▸ Source extract:
A Moveable Feast
First American edition | |
Author | Ernest Hemingway |
---|---|
Country | United States |
Language | English |
Genre | Memoir / Autobiography |
Publisher |
Scribner's (USA) Jonathan Cape (UK) |
Publication date | December 1964 |
A Moveable Feast is a memoir by American author Ernest Hemingway about his years as a struggling, young, expatriate journalist and writer in Paris in the 1920s. The book describes the author's apprenticeship as a young writer while he was married to his first wife, Hadley Richardson.
The memoir consists of various personal accounts, observations, and stories by Hemingway. He provides specific addresses of apartments, bars, cafes, and hotels --- many of which can still be found in Paris today. Among other notable persons, people featured in the book include: Sylvia Beach, Hilaire Belloc, Aleister Crowley, John Dos Passos, F. Scott and Zelda Fitzgerald, Ford Madox Ford, James Joyce, Wyndham Lewis, Pascin, Ezra Pound, Evan Shipman, Gertrude Stein, Alice B. Toklas and Hermann von Wedderkop.

▸ Written exercise a:
Pull out the full page about A Moveable Feast word for word.
These records are unrelated to the page about A Moveable Feast.

Stored records:

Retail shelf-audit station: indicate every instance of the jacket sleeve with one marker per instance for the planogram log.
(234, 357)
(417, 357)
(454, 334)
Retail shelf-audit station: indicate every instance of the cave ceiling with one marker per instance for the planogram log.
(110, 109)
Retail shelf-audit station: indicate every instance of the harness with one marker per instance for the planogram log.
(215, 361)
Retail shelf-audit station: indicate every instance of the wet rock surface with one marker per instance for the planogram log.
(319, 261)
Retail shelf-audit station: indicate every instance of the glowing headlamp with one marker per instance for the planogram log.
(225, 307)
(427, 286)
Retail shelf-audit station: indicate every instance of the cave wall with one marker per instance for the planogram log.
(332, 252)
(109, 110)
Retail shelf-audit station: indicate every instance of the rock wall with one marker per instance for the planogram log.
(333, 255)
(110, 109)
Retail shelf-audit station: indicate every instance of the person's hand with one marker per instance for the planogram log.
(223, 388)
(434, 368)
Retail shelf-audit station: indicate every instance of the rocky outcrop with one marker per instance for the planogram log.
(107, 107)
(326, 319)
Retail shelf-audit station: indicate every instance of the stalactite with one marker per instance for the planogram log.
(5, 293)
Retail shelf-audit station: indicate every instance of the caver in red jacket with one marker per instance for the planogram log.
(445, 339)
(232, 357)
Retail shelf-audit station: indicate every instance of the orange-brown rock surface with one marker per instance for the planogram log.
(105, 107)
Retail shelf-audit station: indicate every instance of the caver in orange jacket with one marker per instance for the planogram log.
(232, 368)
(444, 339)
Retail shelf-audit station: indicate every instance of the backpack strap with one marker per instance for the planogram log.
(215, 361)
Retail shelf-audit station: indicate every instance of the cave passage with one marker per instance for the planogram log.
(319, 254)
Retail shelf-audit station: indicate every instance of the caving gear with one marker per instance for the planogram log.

▸ Written exercise b:
Extract each line of the records that contains the word "orange".

▸ Response a:
A Moveable Feast
First American edition | |
Author | Ernest Hemingway |
---|---|
Country | United States |
Language | English |
Genre | Memoir / Autobiography |
Publisher |
Scribner's (USA) Jonathan Cape (UK) |
Publication date | December 1964 |
A Moveable Feast is a memoir by American author Ernest Hemingway about his years as a struggling, young, expatriate journalist and writer in Paris in the 1920s. The book describes the author's apprenticeship as a young writer while he was married to his first wife, Hadley Richardson.
The memoir consists of various personal accounts, observations, and stories by Hemingway. He provides specific addresses of apartments, bars, cafes, and hotels --- many of which can still be found in Paris today. Among other notable persons, people featured in the book include: Sylvia Beach, Hilaire Belloc, Aleister Crowley, John Dos Passos, F. Scott and Zelda Fitzgerald, Ford Madox Ford, James Joyce, Wyndham Lewis, Pascin, Ezra Pound, Evan Shipman, Gertrude Stein, Alice B. Toklas and Hermann von Wedderkop.

▸ Response b:
Retail shelf-audit station: indicate every instance of the orange-brown rock surface with one marker per instance for the planogram log.
Retail shelf-audit station: indicate every instance of the caver in orange jacket with one marker per instance for the planogram log.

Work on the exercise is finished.